Records provided.
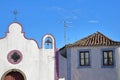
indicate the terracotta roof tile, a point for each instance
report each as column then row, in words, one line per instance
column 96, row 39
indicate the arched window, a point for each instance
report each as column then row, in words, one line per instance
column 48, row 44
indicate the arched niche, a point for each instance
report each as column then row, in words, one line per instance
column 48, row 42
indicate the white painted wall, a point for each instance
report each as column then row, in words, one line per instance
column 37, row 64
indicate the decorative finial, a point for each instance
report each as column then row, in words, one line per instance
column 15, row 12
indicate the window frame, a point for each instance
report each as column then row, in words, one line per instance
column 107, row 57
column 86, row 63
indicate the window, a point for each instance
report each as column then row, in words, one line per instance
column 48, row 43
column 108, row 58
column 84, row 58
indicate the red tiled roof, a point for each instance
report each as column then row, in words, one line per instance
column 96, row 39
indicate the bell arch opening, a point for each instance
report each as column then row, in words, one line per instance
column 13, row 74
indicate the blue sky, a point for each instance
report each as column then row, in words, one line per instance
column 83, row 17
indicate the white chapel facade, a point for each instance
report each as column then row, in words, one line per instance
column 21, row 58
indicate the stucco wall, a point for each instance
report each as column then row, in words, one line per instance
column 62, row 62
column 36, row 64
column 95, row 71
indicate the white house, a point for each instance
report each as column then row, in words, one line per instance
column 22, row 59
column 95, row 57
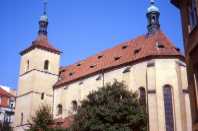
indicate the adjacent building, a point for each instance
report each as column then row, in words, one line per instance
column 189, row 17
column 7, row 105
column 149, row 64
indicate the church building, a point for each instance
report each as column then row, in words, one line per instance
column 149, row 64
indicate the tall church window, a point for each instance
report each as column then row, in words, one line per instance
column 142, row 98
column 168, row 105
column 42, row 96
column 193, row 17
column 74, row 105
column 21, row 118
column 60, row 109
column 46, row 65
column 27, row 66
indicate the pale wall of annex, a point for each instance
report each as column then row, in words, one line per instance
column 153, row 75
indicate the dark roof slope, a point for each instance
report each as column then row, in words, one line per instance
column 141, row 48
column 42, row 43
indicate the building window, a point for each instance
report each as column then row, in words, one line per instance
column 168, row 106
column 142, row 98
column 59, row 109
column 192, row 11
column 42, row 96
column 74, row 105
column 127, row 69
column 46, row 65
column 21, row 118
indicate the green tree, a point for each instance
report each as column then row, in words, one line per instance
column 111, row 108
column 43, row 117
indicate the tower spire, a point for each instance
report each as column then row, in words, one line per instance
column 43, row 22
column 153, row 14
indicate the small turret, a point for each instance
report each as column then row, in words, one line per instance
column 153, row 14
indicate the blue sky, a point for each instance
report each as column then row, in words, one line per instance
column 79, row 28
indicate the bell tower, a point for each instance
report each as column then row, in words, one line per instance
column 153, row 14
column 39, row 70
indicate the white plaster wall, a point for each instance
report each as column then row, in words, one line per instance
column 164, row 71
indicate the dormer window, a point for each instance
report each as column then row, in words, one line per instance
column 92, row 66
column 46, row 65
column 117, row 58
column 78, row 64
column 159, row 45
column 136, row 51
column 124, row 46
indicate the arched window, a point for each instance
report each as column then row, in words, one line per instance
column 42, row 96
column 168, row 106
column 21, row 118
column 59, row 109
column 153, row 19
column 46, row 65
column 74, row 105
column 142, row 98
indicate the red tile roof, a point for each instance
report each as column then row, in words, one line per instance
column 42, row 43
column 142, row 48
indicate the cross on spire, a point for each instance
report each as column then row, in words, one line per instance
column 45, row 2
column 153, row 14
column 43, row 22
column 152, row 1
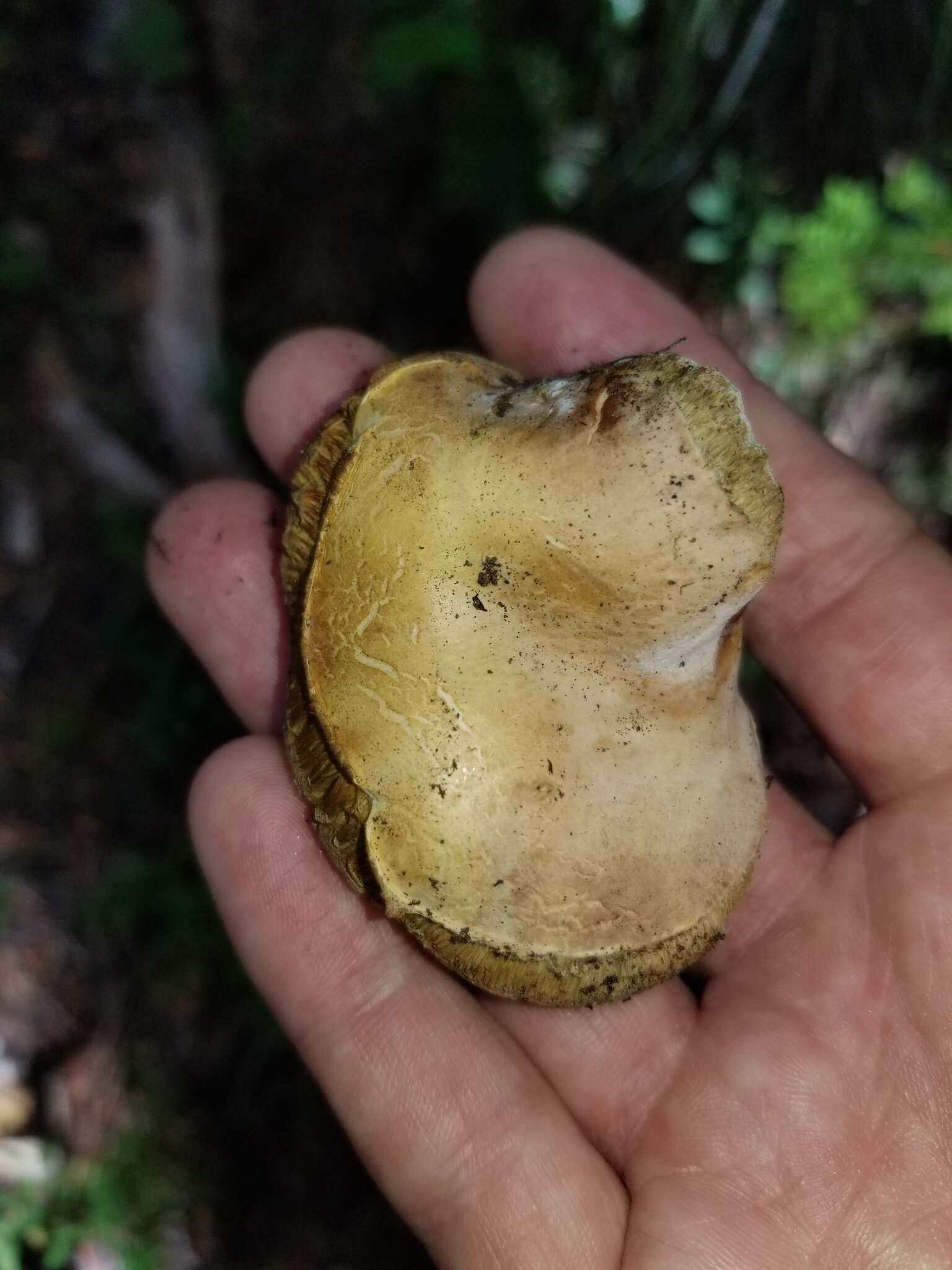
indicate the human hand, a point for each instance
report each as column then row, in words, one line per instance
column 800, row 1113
...
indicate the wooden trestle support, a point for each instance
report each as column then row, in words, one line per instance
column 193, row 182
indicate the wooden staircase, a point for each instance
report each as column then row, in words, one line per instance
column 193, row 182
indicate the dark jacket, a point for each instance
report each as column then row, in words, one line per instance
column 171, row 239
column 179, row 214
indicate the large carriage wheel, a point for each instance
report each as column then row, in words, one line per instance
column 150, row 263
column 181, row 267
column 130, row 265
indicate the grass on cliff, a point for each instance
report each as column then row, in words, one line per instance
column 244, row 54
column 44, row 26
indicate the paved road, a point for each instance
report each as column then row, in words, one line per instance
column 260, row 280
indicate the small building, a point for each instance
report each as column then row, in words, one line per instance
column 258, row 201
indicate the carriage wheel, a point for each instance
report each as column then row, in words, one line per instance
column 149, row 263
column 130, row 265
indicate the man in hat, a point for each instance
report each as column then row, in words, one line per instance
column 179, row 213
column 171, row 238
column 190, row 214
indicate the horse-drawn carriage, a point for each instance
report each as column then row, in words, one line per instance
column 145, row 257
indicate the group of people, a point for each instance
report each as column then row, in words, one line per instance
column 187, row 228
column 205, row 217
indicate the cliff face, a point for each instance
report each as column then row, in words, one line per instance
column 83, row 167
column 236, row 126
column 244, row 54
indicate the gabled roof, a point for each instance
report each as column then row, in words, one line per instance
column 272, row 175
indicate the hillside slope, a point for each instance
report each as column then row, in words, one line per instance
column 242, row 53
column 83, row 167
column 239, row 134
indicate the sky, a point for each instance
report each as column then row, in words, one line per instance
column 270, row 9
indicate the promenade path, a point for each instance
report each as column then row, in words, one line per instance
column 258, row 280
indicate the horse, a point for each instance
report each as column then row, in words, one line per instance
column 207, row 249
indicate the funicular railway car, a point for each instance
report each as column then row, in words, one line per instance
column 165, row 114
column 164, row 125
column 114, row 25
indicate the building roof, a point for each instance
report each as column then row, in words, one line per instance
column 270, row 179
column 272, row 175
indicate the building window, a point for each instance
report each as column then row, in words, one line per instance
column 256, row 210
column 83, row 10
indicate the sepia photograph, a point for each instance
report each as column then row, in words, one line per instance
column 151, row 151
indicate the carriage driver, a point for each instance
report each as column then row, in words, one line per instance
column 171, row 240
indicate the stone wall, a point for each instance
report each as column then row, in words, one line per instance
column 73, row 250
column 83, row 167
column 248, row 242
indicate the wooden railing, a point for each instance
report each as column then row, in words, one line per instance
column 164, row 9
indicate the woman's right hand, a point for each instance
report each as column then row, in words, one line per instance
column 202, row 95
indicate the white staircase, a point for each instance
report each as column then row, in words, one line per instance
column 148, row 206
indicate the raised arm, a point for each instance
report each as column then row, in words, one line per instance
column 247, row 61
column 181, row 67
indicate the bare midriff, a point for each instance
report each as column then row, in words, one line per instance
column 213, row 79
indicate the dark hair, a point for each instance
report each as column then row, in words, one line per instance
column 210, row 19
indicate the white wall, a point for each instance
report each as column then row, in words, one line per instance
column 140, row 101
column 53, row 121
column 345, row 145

Exercise directions. Everything above from the line containing "indicate the sepia" down to the line containing "indicate the wooden railing, a" should be copied exactly, both end lines included, and nothing else.

Exercise output.
indicate the sepia photograph, a point for each instance
report each as column then row, in words, one line per instance
column 151, row 151
indicate the carriage driver, a point for each instance
report each as column then row, in words, one line per instance
column 171, row 240
indicate the stone wall, a point for each instance
report each as column then row, in words, one line per instance
column 73, row 250
column 83, row 167
column 248, row 242
indicate the wooden railing, a point for each instance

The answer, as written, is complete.